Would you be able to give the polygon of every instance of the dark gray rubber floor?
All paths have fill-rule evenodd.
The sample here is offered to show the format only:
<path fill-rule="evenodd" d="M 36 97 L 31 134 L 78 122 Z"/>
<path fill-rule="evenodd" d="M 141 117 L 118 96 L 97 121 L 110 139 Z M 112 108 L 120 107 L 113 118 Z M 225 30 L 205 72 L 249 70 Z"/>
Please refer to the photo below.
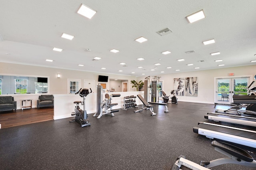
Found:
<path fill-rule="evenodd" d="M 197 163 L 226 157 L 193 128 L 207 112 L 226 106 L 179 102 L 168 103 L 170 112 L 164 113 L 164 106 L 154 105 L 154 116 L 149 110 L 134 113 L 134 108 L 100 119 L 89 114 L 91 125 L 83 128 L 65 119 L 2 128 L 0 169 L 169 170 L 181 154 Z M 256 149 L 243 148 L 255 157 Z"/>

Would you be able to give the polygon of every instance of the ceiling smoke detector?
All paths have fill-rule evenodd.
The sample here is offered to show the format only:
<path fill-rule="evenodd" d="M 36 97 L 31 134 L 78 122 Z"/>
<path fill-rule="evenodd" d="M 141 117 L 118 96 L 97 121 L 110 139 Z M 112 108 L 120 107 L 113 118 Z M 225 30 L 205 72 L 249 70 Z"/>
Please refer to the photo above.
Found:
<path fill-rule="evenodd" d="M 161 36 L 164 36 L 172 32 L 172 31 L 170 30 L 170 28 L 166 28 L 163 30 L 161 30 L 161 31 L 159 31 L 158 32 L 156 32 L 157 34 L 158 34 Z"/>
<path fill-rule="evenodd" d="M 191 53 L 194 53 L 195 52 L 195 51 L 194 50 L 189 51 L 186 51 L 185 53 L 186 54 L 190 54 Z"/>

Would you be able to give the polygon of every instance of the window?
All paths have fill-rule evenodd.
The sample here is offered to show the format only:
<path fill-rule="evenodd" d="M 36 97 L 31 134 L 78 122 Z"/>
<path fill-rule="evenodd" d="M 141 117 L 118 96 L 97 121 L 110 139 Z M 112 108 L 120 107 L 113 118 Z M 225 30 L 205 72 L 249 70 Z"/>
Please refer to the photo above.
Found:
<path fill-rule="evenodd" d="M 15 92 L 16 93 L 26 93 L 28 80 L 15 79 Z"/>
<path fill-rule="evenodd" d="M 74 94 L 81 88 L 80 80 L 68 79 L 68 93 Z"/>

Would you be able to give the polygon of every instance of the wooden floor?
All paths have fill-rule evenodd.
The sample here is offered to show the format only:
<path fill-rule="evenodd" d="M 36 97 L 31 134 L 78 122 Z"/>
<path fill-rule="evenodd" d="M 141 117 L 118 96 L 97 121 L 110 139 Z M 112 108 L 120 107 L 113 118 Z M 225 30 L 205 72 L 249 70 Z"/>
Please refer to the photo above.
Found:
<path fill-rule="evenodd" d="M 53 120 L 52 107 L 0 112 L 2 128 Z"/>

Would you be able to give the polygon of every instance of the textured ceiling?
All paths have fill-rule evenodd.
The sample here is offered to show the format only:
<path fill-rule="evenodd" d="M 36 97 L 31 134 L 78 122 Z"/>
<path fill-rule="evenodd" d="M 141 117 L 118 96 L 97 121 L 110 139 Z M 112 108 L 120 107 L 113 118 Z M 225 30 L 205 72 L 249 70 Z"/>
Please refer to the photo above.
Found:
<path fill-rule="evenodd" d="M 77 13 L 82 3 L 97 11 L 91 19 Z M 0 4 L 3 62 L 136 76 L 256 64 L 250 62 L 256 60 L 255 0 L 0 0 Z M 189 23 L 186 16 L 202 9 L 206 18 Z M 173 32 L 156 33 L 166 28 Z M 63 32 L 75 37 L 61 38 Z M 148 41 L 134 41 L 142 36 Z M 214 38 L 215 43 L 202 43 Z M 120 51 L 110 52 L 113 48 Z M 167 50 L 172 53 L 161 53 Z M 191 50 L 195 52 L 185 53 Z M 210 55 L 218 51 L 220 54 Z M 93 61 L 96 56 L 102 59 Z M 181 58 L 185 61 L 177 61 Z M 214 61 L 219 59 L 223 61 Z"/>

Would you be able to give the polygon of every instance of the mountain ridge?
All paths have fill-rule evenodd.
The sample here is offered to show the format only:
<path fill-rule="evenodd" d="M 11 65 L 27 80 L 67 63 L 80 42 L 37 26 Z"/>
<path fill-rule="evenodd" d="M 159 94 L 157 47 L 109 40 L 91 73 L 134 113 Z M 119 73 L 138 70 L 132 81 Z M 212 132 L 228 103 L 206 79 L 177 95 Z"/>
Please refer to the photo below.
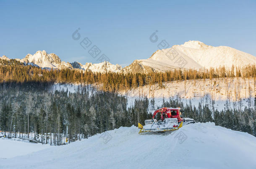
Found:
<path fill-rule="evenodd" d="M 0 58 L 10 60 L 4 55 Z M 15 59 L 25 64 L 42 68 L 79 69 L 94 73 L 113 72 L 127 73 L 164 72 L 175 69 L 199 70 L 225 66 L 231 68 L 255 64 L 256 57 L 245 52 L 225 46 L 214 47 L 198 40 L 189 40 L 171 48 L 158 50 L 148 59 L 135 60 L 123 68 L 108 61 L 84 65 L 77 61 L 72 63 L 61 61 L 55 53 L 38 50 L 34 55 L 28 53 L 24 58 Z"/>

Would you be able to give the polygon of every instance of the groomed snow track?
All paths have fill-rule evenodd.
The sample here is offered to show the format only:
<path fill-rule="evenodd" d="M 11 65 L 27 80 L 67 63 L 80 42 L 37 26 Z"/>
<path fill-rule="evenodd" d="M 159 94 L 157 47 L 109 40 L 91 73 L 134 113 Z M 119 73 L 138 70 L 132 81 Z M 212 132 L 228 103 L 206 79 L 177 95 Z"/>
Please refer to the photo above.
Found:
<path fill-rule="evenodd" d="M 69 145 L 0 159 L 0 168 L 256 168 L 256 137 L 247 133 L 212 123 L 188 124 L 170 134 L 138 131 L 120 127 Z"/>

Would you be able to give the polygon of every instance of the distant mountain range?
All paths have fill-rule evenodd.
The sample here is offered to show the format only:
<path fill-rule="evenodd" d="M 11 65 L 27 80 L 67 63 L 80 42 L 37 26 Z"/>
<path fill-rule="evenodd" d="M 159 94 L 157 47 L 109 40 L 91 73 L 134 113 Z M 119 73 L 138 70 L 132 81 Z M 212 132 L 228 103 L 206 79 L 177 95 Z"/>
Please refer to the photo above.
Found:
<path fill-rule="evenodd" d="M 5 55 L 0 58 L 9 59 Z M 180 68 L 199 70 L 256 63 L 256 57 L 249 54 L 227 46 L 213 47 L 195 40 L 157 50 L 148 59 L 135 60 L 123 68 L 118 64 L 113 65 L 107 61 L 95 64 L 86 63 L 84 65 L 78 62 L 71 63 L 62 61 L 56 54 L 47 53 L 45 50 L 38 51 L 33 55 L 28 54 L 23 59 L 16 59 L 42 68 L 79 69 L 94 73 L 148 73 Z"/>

================================

• [Task goal]: Render all of the data above as a Markdown table with the columns Row and Line: one row per line, numbered in order, with blank lines left out. Omit the pictures.

• [Correct result]:
| Row | Line |
|---|---|
| 1 | Would you be able to give the polygon of every instance of the dark gray rubber floor? |
| 2 | All paths have fill-rule evenodd. |
| 3 | The sample here is offered to show the format only: |
| 4 | <path fill-rule="evenodd" d="M 36 97 L 31 134 L 78 122 Z"/> |
| 5 | <path fill-rule="evenodd" d="M 141 117 L 118 96 L 97 121 L 110 139 Z M 112 108 L 120 107 L 113 118 Z M 225 30 L 205 72 L 249 70 Z"/> |
| 6 | Please refer to the photo below. |
| 7 | Found: |
| 8 | <path fill-rule="evenodd" d="M 197 163 L 226 157 L 193 128 L 207 112 L 226 106 L 179 102 L 168 103 L 170 112 L 164 113 L 164 106 L 154 105 L 154 116 L 149 110 L 134 113 L 134 108 L 100 119 L 89 114 L 91 125 L 83 128 L 65 119 L 2 128 L 0 169 L 169 170 L 181 154 Z M 256 149 L 243 148 L 255 157 Z"/> |
| 9 | Would you be able to give the polygon of every instance of the ceiling smoke detector? |
| 10 | All paths have fill-rule evenodd. |
| 11 | The sample here is offered to show the format only: |
| 12 | <path fill-rule="evenodd" d="M 36 97 L 31 134 L 78 122 Z"/> |
| 13 | <path fill-rule="evenodd" d="M 141 117 L 118 96 L 97 121 L 110 139 Z M 112 108 L 120 107 L 113 118 Z M 225 30 L 205 72 L 249 70 Z"/> |
| 14 | Please refer to the photo above. |
| 15 | Found: |
| 16 | <path fill-rule="evenodd" d="M 161 36 L 164 36 L 172 32 L 172 31 L 170 30 L 170 28 L 166 28 L 163 30 L 161 30 L 161 31 L 159 31 L 158 32 L 156 32 L 157 34 L 158 34 Z"/> |
| 17 | <path fill-rule="evenodd" d="M 191 53 L 194 53 L 195 52 L 195 51 L 194 50 L 189 51 L 186 51 L 185 53 L 186 54 L 190 54 Z"/> |
| 18 | Would you be able to give the polygon of every instance of the window? |
| 19 | All paths have fill-rule evenodd. |
| 20 | The sample here is offered to show the format only: |
| 21 | <path fill-rule="evenodd" d="M 36 97 L 31 134 L 78 122 Z"/> |
| 22 | <path fill-rule="evenodd" d="M 141 117 L 118 96 L 97 121 L 110 139 Z M 112 108 L 120 107 L 113 118 Z M 225 30 L 205 72 L 249 70 Z"/> |
| 23 | Please refer to the photo above. |
| 24 | Found: |
| 25 | <path fill-rule="evenodd" d="M 15 92 L 16 93 L 26 93 L 28 80 L 15 79 Z"/> |
| 26 | <path fill-rule="evenodd" d="M 74 94 L 81 88 L 80 80 L 68 79 L 68 93 Z"/> |
| 27 | Would you be able to give the polygon of every instance of the wooden floor? |
| 28 | All paths have fill-rule evenodd. |
| 29 | The sample here is offered to show the format only: |
| 30 | <path fill-rule="evenodd" d="M 36 97 L 31 134 L 78 122 Z"/> |
| 31 | <path fill-rule="evenodd" d="M 141 117 L 118 96 L 97 121 L 110 139 Z M 112 108 L 120 107 L 113 118 Z M 225 30 L 205 72 L 249 70 Z"/> |
| 32 | Please refer to the photo above. |
| 33 | Found: |
| 34 | <path fill-rule="evenodd" d="M 53 120 L 52 107 L 0 112 L 2 128 Z"/> |
| 35 | Would you be able to give the polygon of every instance of the textured ceiling? |
| 36 | All paths have fill-rule evenodd. |
| 37 | The sample here is offered to show the format only: |
| 38 | <path fill-rule="evenodd" d="M 36 97 L 31 134 L 78 122 Z"/> |
| 39 | <path fill-rule="evenodd" d="M 141 117 L 118 96 L 97 121 L 110 139 Z M 112 108 L 120 107 L 113 118 Z M 225 30 L 205 72 L 249 70 Z"/> |
| 40 | Please refer to the photo above. |
| 41 | Found: |
| 42 | <path fill-rule="evenodd" d="M 77 13 L 82 3 L 97 11 L 91 19 Z M 0 4 L 3 62 L 136 76 L 256 64 L 250 62 L 256 60 L 255 0 L 0 0 Z M 189 23 L 186 16 L 202 9 L 206 18 Z M 173 32 L 156 33 L 166 28 Z M 63 32 L 75 37 L 61 38 Z M 148 41 L 134 41 L 142 36 Z M 214 38 L 215 43 L 202 43 Z M 120 51 L 110 52 L 113 48 Z M 167 50 L 172 53 L 161 53 Z M 191 50 L 195 52 L 185 53 Z M 210 55 L 218 51 L 220 54 Z M 93 61 L 96 56 L 102 59 Z M 181 58 L 185 61 L 177 61 Z M 214 61 L 219 59 L 223 61 Z"/> |
| 43 | Would you be able to give the polygon of every instance of the mountain ridge? |
| 44 | All paths have fill-rule evenodd. |
| 45 | The sample here is offered to show the format only: |
| 46 | <path fill-rule="evenodd" d="M 11 65 L 27 80 L 67 63 L 80 42 L 37 26 Z"/> |
| 47 | <path fill-rule="evenodd" d="M 159 94 L 157 47 L 109 40 L 91 73 L 134 113 Z M 119 73 L 138 70 L 132 81 Z M 212 132 L 228 103 L 206 79 L 177 95 Z"/> |
| 48 | Please refer to the photo below. |
| 49 | Found: |
| 50 | <path fill-rule="evenodd" d="M 0 58 L 10 60 L 4 55 Z M 15 59 L 25 64 L 42 68 L 79 69 L 94 73 L 113 72 L 127 73 L 164 72 L 175 69 L 199 70 L 225 66 L 231 68 L 255 64 L 256 57 L 245 52 L 225 46 L 214 47 L 198 40 L 189 40 L 171 48 L 158 50 L 148 59 L 135 60 L 123 68 L 108 61 L 84 65 L 77 61 L 72 63 L 61 61 L 55 53 L 38 50 L 34 55 L 28 53 L 24 58 Z"/> |
| 51 | Would you be able to give the polygon of every instance of the groomed snow track? |
| 52 | All paths have fill-rule evenodd. |
| 53 | The sample here is offered to show the format only: |
| 54 | <path fill-rule="evenodd" d="M 11 65 L 27 80 L 67 63 L 80 42 L 37 26 Z"/> |
| 55 | <path fill-rule="evenodd" d="M 159 94 L 157 47 L 109 40 L 91 73 L 134 113 Z M 119 73 L 138 70 L 132 81 Z M 212 132 L 228 103 L 206 79 L 177 95 Z"/> |
| 56 | Please refer to the photo above. |
| 57 | Found: |
| 58 | <path fill-rule="evenodd" d="M 69 145 L 0 159 L 0 168 L 256 168 L 256 137 L 247 133 L 212 123 L 188 124 L 170 134 L 138 131 L 120 127 Z"/> |
| 59 | Would you be able to give the polygon of every instance of the distant mountain range? |
| 60 | All paths have fill-rule evenodd. |
| 61 | The sample here is offered to show the format only: |
| 62 | <path fill-rule="evenodd" d="M 11 65 L 27 80 L 67 63 L 80 42 L 37 26 Z"/> |
| 63 | <path fill-rule="evenodd" d="M 159 94 L 157 47 L 109 40 L 91 73 L 134 113 Z M 119 73 L 138 70 L 132 81 Z M 212 132 L 228 103 L 206 79 L 177 95 Z"/> |
| 64 | Please refer to the photo above. |
| 65 | Found: |
| 66 | <path fill-rule="evenodd" d="M 5 55 L 0 58 L 9 59 Z M 180 68 L 199 70 L 256 63 L 256 57 L 249 54 L 227 46 L 213 47 L 195 40 L 157 50 L 148 59 L 135 60 L 123 68 L 118 64 L 113 65 L 107 61 L 95 64 L 86 63 L 84 65 L 78 62 L 71 63 L 62 61 L 56 54 L 47 53 L 45 50 L 38 51 L 33 55 L 28 54 L 23 59 L 16 59 L 42 68 L 79 69 L 94 73 L 148 73 Z"/> |